[STATED GOAL]
Rewrite the records below with "For the benchmark" swapped for "For the evaluation" everywhere it occurs and everything else left unchanged. Leave the pictures out of your answer.

RECORDS start

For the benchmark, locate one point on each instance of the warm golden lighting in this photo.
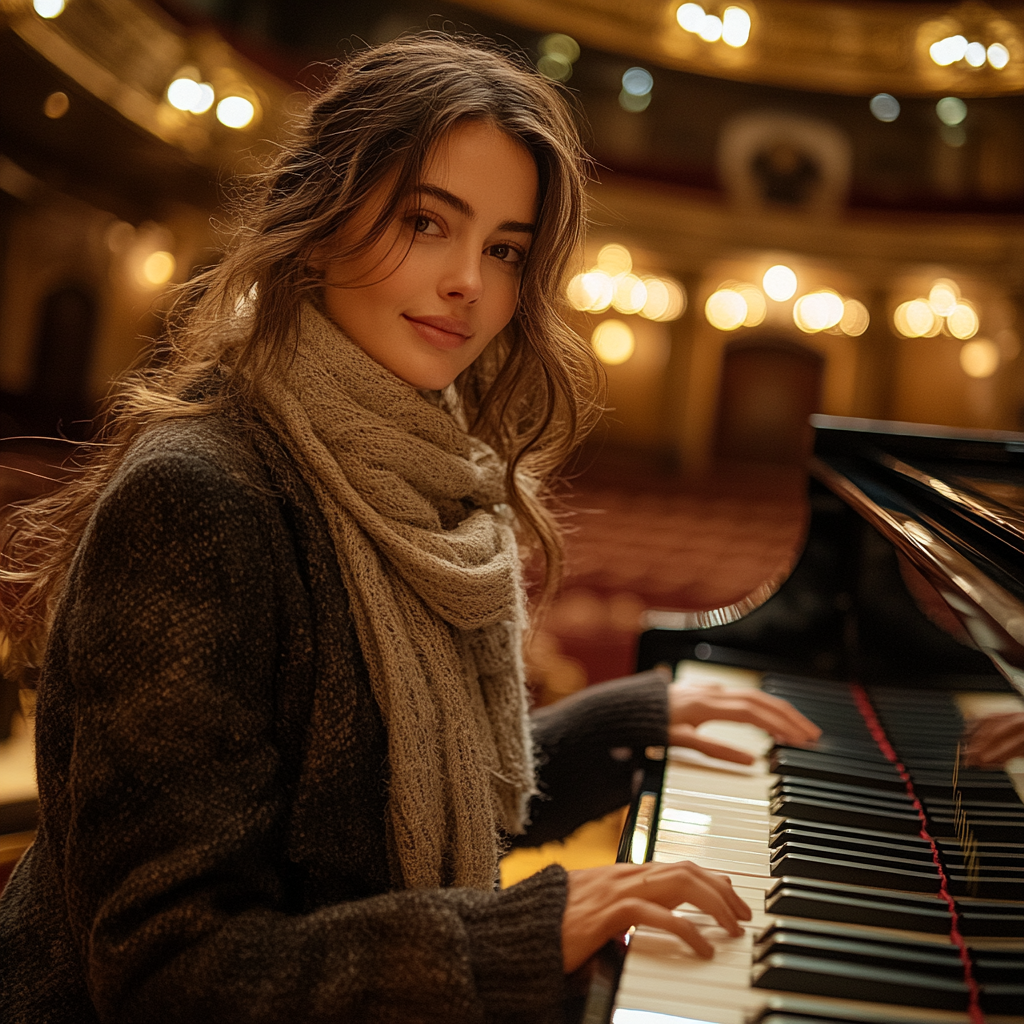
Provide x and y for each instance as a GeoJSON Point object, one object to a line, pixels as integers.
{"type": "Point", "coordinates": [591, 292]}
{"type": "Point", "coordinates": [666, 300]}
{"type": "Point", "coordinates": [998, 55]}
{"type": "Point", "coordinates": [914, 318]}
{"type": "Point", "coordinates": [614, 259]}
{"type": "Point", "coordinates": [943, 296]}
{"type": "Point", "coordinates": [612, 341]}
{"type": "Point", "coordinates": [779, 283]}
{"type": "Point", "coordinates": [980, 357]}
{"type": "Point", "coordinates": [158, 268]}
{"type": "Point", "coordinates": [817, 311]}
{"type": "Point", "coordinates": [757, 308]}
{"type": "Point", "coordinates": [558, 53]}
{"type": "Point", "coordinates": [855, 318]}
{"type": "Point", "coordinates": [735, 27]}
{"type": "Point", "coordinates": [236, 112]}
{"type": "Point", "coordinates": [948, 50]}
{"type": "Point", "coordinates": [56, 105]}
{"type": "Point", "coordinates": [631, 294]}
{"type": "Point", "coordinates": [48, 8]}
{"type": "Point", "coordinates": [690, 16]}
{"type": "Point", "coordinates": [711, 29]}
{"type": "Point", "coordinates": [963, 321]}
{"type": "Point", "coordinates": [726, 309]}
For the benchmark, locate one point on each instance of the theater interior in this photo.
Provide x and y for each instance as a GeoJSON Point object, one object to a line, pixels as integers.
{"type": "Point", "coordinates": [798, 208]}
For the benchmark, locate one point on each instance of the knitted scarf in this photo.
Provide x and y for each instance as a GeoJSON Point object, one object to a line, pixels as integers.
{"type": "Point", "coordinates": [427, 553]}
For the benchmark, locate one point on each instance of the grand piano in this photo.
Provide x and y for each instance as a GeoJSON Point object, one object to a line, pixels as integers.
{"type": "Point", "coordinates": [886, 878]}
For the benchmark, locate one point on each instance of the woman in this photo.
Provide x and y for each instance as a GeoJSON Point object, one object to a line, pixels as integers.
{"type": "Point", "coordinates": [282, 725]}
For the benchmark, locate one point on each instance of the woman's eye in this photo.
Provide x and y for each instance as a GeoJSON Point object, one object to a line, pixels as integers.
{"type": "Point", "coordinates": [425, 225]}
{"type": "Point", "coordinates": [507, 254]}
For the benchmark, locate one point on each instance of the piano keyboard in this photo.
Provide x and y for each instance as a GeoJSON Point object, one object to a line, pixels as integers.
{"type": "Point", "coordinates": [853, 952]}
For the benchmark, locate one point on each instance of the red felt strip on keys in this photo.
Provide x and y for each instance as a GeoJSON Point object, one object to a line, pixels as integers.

RECORDS end

[EXERCISE ANSWER]
For the evaluation, locate one point on each instance of the warm golden lighting in this photo.
Provide x and y for each instance as a GeoJSON Point object, one object to a line, pixels as integers.
{"type": "Point", "coordinates": [591, 292]}
{"type": "Point", "coordinates": [666, 300]}
{"type": "Point", "coordinates": [998, 55]}
{"type": "Point", "coordinates": [914, 318]}
{"type": "Point", "coordinates": [614, 259]}
{"type": "Point", "coordinates": [943, 296]}
{"type": "Point", "coordinates": [612, 341]}
{"type": "Point", "coordinates": [779, 283]}
{"type": "Point", "coordinates": [980, 357]}
{"type": "Point", "coordinates": [158, 268]}
{"type": "Point", "coordinates": [817, 311]}
{"type": "Point", "coordinates": [757, 308]}
{"type": "Point", "coordinates": [558, 53]}
{"type": "Point", "coordinates": [855, 318]}
{"type": "Point", "coordinates": [735, 27]}
{"type": "Point", "coordinates": [236, 112]}
{"type": "Point", "coordinates": [948, 50]}
{"type": "Point", "coordinates": [56, 105]}
{"type": "Point", "coordinates": [631, 294]}
{"type": "Point", "coordinates": [48, 8]}
{"type": "Point", "coordinates": [690, 16]}
{"type": "Point", "coordinates": [711, 29]}
{"type": "Point", "coordinates": [963, 321]}
{"type": "Point", "coordinates": [726, 309]}
For the evaluation, locate one point on each instance of the theater interior in this photo.
Provide x and y for each instance as a GeoJSON Point object, one object to a line, pixels as integers.
{"type": "Point", "coordinates": [798, 208]}
For the evaluation, locate one point on each instance of the knitted scarf in this photo.
Provide x and y for each instance as a GeoJSON Point object, one object to a line, pixels as integers.
{"type": "Point", "coordinates": [427, 553]}
For the evaluation, locate one point on each instance of the grand piano in this photo.
Provide x and y for each instance as a GeoJSON Point object, one object to a line, pixels as integers.
{"type": "Point", "coordinates": [886, 878]}
For the evaluation, locate one point on each instance of the woman in this photo.
Provide x and y for each instance as a GeoJSON Point object, one object to a line, pixels as integers.
{"type": "Point", "coordinates": [282, 725]}
For the evaluation, locate one point on each instance of the woman's eye in this photo.
Provide x and y for each instance as a GeoJSON Point object, one object to a line, pixels as integers.
{"type": "Point", "coordinates": [425, 225]}
{"type": "Point", "coordinates": [507, 254]}
For the evaluation, locate one point on each instance of the piano keyboard in this photo.
Provide x and y for each instance as a GeoJSON Point object, one object to a line, pixels as integers.
{"type": "Point", "coordinates": [853, 952]}
For the evaluation, locate one point on each instance of the red felt strip on keys in this photo.
Provide x and y for each instance as a GeoJSON Point object, one object to a line, pixels as integers.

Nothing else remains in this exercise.